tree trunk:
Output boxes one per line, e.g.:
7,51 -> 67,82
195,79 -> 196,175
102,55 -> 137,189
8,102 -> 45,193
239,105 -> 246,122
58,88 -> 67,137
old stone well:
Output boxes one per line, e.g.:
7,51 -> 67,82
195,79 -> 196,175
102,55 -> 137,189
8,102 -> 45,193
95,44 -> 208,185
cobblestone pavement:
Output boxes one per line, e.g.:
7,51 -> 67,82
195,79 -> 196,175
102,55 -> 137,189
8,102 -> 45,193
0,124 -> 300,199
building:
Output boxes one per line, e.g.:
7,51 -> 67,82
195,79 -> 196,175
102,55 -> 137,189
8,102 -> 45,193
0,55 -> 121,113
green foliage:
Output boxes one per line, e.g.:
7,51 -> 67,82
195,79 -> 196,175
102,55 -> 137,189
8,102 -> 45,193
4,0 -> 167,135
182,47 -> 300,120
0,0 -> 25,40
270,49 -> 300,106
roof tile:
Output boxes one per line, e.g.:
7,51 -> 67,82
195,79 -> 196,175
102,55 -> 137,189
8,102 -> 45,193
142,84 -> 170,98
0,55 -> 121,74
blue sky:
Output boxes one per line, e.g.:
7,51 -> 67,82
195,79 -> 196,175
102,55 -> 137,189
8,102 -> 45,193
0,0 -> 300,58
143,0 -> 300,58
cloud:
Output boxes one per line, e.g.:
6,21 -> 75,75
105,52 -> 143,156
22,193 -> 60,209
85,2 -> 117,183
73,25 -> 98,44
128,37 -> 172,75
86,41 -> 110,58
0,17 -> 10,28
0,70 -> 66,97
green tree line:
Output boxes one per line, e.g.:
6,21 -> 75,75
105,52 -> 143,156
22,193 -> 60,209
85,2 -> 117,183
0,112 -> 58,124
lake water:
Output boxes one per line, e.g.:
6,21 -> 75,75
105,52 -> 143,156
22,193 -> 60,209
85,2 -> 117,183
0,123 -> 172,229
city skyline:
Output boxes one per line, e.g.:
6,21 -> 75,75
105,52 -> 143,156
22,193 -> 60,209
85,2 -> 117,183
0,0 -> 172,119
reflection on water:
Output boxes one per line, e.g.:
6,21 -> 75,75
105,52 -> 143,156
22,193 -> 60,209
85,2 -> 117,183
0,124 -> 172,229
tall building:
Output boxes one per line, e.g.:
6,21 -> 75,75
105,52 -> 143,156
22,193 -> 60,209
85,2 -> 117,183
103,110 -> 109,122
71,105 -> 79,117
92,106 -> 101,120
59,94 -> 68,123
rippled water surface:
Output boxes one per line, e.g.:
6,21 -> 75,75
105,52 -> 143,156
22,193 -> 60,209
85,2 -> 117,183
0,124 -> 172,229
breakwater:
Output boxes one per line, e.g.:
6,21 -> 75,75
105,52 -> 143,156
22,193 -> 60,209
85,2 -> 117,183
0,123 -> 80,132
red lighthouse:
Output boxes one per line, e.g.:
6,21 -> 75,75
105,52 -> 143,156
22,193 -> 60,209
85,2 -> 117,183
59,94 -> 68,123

(Task): Reproduce all the entries above, putting "List the boxes" wherever "Output boxes" appears and changing nothing else.

(Answer to the task):
tree trunk:
List the boxes one per line, e.g.:
7,51 -> 67,82
195,79 -> 196,175
102,55 -> 137,189
8,102 -> 45,193
239,105 -> 246,122
58,88 -> 67,137
old stone well:
List the boxes one per line, e.g.:
7,51 -> 67,82
195,79 -> 196,175
102,55 -> 137,189
8,102 -> 45,193
95,44 -> 208,185
cobblestone pavement:
List the boxes one per line, e.g.:
7,51 -> 67,82
195,79 -> 196,175
102,55 -> 137,189
8,102 -> 45,193
0,124 -> 300,199
building:
List the boxes one per line, e.g.:
7,51 -> 67,82
195,79 -> 196,175
102,55 -> 137,189
8,102 -> 45,193
0,55 -> 121,113
green foliage:
List the boxes one per line, e.g.:
7,51 -> 67,82
195,79 -> 196,175
102,55 -> 137,189
8,102 -> 45,193
4,0 -> 167,135
182,47 -> 300,120
0,0 -> 25,40
270,49 -> 300,106
roof tile:
List the boxes one per line, e.g.:
7,51 -> 67,82
195,79 -> 196,175
102,55 -> 137,189
8,102 -> 45,193
142,84 -> 170,98
0,55 -> 121,74
blue sky:
List the boxes one per line, e.g.:
7,51 -> 67,82
195,79 -> 196,175
102,55 -> 137,189
8,102 -> 45,193
0,0 -> 300,58
143,0 -> 300,58
cloud:
List the boxes one per line, e.g.:
6,21 -> 75,75
105,52 -> 143,156
22,193 -> 60,209
85,2 -> 117,183
73,25 -> 98,44
128,37 -> 172,75
86,41 -> 110,58
0,17 -> 10,28
0,70 -> 66,97
green tree line:
List the boxes one per line, e.g.:
6,21 -> 75,75
105,52 -> 143,156
22,193 -> 60,209
85,2 -> 117,183
0,112 -> 58,124
lake water:
List the boxes one per line, e.g.:
6,21 -> 75,75
105,52 -> 143,156
22,193 -> 60,209
85,2 -> 117,183
0,123 -> 172,229
city skyline:
List the boxes one per line, e.g.:
6,21 -> 75,75
105,52 -> 143,156
22,193 -> 60,209
85,2 -> 117,183
0,0 -> 172,119
reflection on water:
List the boxes one per line, e.g.:
6,21 -> 75,75
105,52 -> 143,156
22,193 -> 60,209
85,2 -> 117,183
0,124 -> 172,229
tall building:
List the boxes one per line, e.g.:
6,21 -> 75,75
105,52 -> 143,156
22,193 -> 60,209
85,2 -> 117,183
103,110 -> 109,122
71,105 -> 79,117
92,106 -> 101,120
59,94 -> 68,123
rippled water surface:
List the boxes one per line, e.g.:
6,21 -> 75,75
105,52 -> 143,156
22,193 -> 60,209
85,2 -> 117,183
0,124 -> 172,229
breakwater:
List the boxes one per line, e.g.:
6,21 -> 75,75
105,52 -> 143,156
22,193 -> 60,209
85,2 -> 117,183
0,123 -> 80,132
red lighthouse:
List the boxes one per line, e.g.:
6,21 -> 75,75
105,52 -> 143,156
22,193 -> 60,209
85,2 -> 117,183
59,94 -> 68,123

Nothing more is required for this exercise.